━━ EXTRACTED ENTRIES

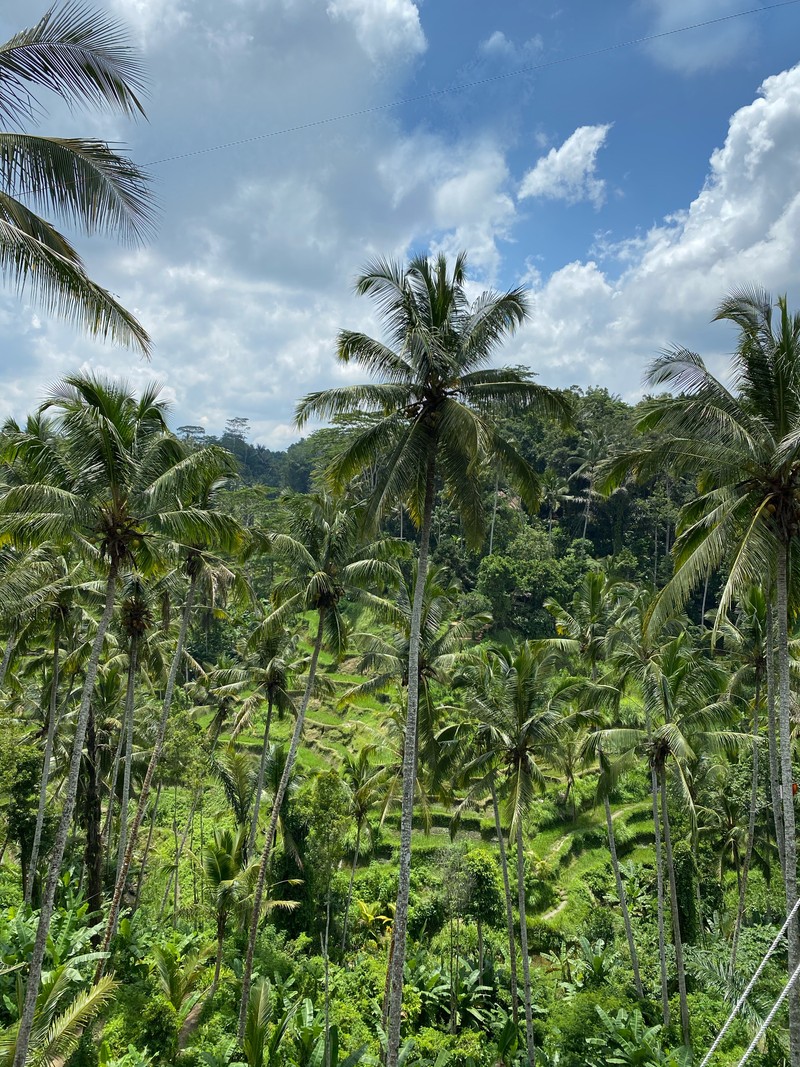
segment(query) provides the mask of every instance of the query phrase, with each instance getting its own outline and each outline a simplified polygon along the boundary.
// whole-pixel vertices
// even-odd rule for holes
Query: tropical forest
[[[146,175],[15,130],[140,74],[0,47],[4,277],[135,359],[46,216]],[[0,1064],[800,1067],[800,315],[742,278],[628,403],[466,253],[358,271],[285,451],[85,368],[2,426]]]

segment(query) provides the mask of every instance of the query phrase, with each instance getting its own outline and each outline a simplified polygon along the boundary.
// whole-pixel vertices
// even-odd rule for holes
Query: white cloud
[[[485,41],[480,44],[480,51],[490,59],[501,59],[516,65],[518,63],[530,62],[538,55],[544,47],[544,42],[540,34],[529,37],[521,45],[511,41],[502,30],[495,30]]]
[[[327,13],[352,22],[358,44],[373,61],[411,59],[428,47],[412,0],[329,0]]]
[[[589,201],[599,208],[605,200],[606,184],[595,174],[597,153],[610,129],[610,124],[579,126],[560,148],[550,148],[528,171],[519,188],[519,198],[542,196],[563,200],[567,204]]]
[[[617,249],[622,273],[569,264],[535,292],[514,359],[546,381],[640,393],[647,362],[675,343],[721,370],[733,335],[710,324],[731,289],[800,297],[800,66],[737,111],[689,208]],[[549,370],[549,373],[547,373]]]
[[[379,171],[395,210],[407,210],[415,221],[417,240],[425,237],[433,252],[448,255],[468,249],[471,268],[494,277],[500,266],[497,242],[511,235],[516,213],[496,145],[418,134],[387,153]]]
[[[741,11],[740,0],[643,0],[652,34],[668,34],[645,46],[663,66],[684,74],[714,69],[733,62],[752,47],[758,33],[752,18],[727,19]],[[725,19],[724,21],[715,21]],[[713,22],[707,27],[672,33],[685,26]]]

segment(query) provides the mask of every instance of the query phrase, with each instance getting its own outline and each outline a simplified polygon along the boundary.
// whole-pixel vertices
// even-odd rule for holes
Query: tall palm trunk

━━━━

§ **AIM**
Reproduce the data word for word, from the start through the line that contains "Query: tropical forest", inclusive. Leave the picture out.

§ **ANSWER TO THE TASK**
segment(query) provides the mask of every instance of the query phrase, with each instance getting its own outline and each outline a simplified polygon along the boundary.
// whole-pixel vertices
// even-odd rule for holes
Query: tropical forest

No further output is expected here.